Extracted entries =
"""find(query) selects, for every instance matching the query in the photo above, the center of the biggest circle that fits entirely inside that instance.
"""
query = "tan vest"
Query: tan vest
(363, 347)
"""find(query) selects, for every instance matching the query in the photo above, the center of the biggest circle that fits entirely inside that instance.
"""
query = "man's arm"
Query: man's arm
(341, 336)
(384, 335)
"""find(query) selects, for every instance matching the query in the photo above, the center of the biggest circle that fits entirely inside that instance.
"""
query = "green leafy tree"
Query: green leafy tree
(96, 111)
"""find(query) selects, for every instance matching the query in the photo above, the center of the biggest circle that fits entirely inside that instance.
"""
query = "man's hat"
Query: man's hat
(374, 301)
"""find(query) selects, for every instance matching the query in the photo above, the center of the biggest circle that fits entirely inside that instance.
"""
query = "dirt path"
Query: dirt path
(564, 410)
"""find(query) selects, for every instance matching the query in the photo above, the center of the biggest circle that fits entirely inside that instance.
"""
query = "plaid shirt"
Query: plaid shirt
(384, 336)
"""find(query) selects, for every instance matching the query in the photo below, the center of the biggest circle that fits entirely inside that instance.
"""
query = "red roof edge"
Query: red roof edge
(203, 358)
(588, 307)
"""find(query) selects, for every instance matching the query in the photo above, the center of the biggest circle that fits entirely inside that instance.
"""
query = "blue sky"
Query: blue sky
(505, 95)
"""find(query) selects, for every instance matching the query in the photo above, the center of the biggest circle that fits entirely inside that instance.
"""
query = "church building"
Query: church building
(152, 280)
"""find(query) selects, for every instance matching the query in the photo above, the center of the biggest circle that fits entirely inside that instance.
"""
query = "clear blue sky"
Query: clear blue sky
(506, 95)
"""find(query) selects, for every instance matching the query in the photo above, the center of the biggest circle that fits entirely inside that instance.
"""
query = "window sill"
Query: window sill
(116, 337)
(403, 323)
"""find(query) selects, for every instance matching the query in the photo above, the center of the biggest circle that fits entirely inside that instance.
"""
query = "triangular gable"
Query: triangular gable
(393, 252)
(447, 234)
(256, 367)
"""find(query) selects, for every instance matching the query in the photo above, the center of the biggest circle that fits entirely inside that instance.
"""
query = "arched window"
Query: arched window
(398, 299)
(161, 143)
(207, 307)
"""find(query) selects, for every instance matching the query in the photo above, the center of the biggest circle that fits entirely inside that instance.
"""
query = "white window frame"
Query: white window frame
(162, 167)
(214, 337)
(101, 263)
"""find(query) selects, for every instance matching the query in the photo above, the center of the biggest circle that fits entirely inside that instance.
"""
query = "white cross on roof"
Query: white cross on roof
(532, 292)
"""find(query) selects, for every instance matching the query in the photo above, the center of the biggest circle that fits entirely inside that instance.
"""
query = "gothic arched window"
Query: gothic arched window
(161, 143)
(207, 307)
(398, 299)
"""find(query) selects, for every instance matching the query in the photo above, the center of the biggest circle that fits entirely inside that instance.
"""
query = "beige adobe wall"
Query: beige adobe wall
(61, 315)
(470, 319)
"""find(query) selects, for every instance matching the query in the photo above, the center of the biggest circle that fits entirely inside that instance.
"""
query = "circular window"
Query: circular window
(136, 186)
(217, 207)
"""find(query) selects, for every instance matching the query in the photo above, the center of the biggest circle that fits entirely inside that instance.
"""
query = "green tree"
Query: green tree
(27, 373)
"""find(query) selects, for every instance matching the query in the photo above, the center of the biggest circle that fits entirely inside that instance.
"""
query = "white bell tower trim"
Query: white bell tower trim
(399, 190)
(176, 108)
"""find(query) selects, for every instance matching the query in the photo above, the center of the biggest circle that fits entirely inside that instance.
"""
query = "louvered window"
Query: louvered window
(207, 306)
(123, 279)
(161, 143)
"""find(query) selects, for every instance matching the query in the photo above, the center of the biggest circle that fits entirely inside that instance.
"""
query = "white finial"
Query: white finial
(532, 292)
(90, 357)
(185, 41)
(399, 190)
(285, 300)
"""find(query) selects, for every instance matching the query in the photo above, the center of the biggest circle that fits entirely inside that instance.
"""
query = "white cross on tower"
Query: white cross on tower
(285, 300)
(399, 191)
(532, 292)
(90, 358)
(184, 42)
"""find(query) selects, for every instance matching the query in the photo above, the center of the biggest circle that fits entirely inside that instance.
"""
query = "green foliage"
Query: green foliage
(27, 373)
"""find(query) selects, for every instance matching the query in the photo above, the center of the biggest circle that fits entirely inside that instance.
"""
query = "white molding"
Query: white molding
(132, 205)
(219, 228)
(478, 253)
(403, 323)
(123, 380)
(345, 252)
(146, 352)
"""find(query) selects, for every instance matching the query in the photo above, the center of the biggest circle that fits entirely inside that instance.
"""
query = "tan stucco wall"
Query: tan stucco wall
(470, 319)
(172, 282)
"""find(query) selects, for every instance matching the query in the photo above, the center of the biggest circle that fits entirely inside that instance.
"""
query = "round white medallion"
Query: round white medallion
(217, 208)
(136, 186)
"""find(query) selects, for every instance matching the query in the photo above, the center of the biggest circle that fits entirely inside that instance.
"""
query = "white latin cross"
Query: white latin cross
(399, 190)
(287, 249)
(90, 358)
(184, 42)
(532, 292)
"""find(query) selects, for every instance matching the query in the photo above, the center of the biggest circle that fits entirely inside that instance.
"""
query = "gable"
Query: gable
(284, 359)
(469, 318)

Problem details =
All of the listing above should be restated word for word.

Answer to this problem =
"""find(query) selects, for every instance matching the query in the photo above, the center of the biggest circle that fits entirely inside that instance.
"""
query = "tan vest"
Query: tan vest
(363, 347)
"""find(query) selects, for every instance matching the query in the photo above, the center of the biggest circle that fits entirely inside that instance.
"""
query = "man's arm"
Query: man's arm
(341, 336)
(384, 335)
"""find(query) selects, for every instance matching the query in the photo above, the center of the biggest circle that fits entirely inside that instance.
"""
query = "green leafy tree"
Query: green leafy tree
(96, 111)
"""find(query) selects, for every instance matching the query in the photo above, the center of the biggest circle that fits entirely inside that instance.
"""
query = "man's hat"
Query: man's hat
(374, 301)
"""find(query) selects, for every instance matching the query in the photo above, the center of the biggest circle that fits entirely inside that instance.
"""
query = "dirt path"
Query: dirt path
(564, 410)
"""find(query) selects, for every instance matching the query in the photo above, the center of the biggest circle that fits entirely inside that instance.
"""
query = "plaid shirt"
Query: plaid shirt
(384, 336)
"""find(query) selects, for every instance matching the query in the photo below, the center of the biggest circle that fits entirely inside that instance.
"""
query = "red roof edge"
Query: red roof edge
(203, 358)
(588, 307)
"""find(query) selects, for every instance matching the query in the photo above, the center of the biggest circle that fits entirely inside that instance.
"""
query = "blue sky"
Query: blue sky
(505, 95)
"""find(query) selects, for every instance matching the query in the photo above, the center of the biggest circle that fits entirely inside that instance.
"""
query = "church building"
Query: church building
(152, 280)
"""find(query) selects, for every instance matching the query in the photo above, the center of the biggest circle that fits entirely inside that instance.
"""
query = "clear blue sky"
Query: clear blue sky
(506, 95)
"""find(query) selects, for every instance matching the query in the photo above, the center of the biggest circle that fits entirely inside that instance.
"""
query = "window sill"
Query: window sill
(116, 337)
(403, 323)
"""find(query) selects, for every instance matching the query in the photo above, the center of the biggest circle that fits entirely inside that instance.
"""
query = "triangular gable"
Query: triangular gable
(393, 252)
(447, 234)
(256, 367)
"""find(query) selects, for every instance matching the query in the photo above, the center of the biggest circle that fits entirely inside that instance.
"""
query = "arched window"
Query: arched window
(398, 299)
(161, 143)
(207, 307)
"""find(query) selects, for every instance matching the query in the photo above, the center of the biggest circle that fits entirely inside that instance.
"""
query = "white window frame"
Query: white window frame
(162, 167)
(214, 337)
(101, 263)
"""find(query) selects, for every instance matching the query in the photo above, the center of the biggest circle that fits entirely inside that instance.
"""
query = "white cross on roof"
Query: white cross on roof
(532, 292)
"""find(query) selects, for every instance matching the query in the photo above, the center of the biggest circle that fits entirely inside that instance.
"""
query = "gothic arched window"
Query: gothic arched window
(161, 143)
(207, 307)
(398, 299)
"""find(query) selects, for every instance matching the query in the photo above, the center of the biggest circle that fits entirely inside that instance.
"""
query = "beige adobe wall"
Query: beige adobe wall
(61, 315)
(470, 319)
"""find(query) selects, for every instance matching the query in the photo above, the center of the biggest circle that fits entirely inside that instance.
"""
query = "circular window"
Query: circular window
(136, 186)
(217, 207)
"""find(query) selects, for every instance matching the query in the photo above, the center of the biggest circle that fits entirely inside that instance.
"""
query = "green tree"
Query: green tree
(27, 373)
"""find(query) selects, for every instance matching the query in the photo above, the center of the biggest circle that fits entirely inside that instance.
"""
query = "white bell tower trim"
Query: white bell tower trim
(399, 190)
(176, 108)
"""find(query) selects, for every instance matching the query in the photo above, the center of the biggest circle that fits entirely inside that instance.
"""
query = "louvered window"
Query: louvered window
(207, 306)
(123, 279)
(161, 143)
"""find(query) selects, for every instance matching the query in the photo above, the center of the biggest circle that fits entirely inside that instance.
"""
query = "white finial"
Query: white finial
(532, 292)
(90, 357)
(185, 41)
(399, 190)
(285, 300)
"""find(query) selects, for every instance matching the query in the photo above, the center of the biggest circle that fits entirely inside that instance.
"""
query = "white cross on tower"
Query: white cross on tower
(285, 300)
(399, 191)
(532, 292)
(90, 358)
(184, 42)
"""find(query) selects, for every instance matching the query in the photo above, the center of the biggest circle that fits entirely inside that instance.
"""
query = "green foliage"
Query: green foliage
(27, 373)
"""find(query) selects, for every instance matching the query in the photo above, the center of the biggest circle that fits entirely inside that instance.
"""
query = "white molding"
Query: white molding
(132, 205)
(219, 228)
(478, 253)
(403, 323)
(123, 380)
(345, 252)
(146, 352)
"""find(query) selects, for every instance matching the query in the photo above, the center of the biggest circle that fits entirely inside that instance.
"""
query = "tan stucco wall"
Query: tan stucco wall
(470, 319)
(172, 282)
"""find(query) selects, for every instance matching the query in the photo above, the center of the biggest circle that fits entirely inside that instance.
"""
query = "round white medallion"
Query: round white medallion
(217, 208)
(136, 186)
"""find(query) selects, for every instance matching the query in the photo above, the center of the biggest circle that fits entirely inside that instance.
"""
query = "white latin cross"
Query: white latin cross
(399, 190)
(287, 249)
(90, 358)
(184, 42)
(532, 292)
"""find(query) selects, for every instance matching the query in the photo above, the center of the biggest circle that fits entirely inside that instance.
"""
query = "gable"
Query: gable
(284, 359)
(469, 318)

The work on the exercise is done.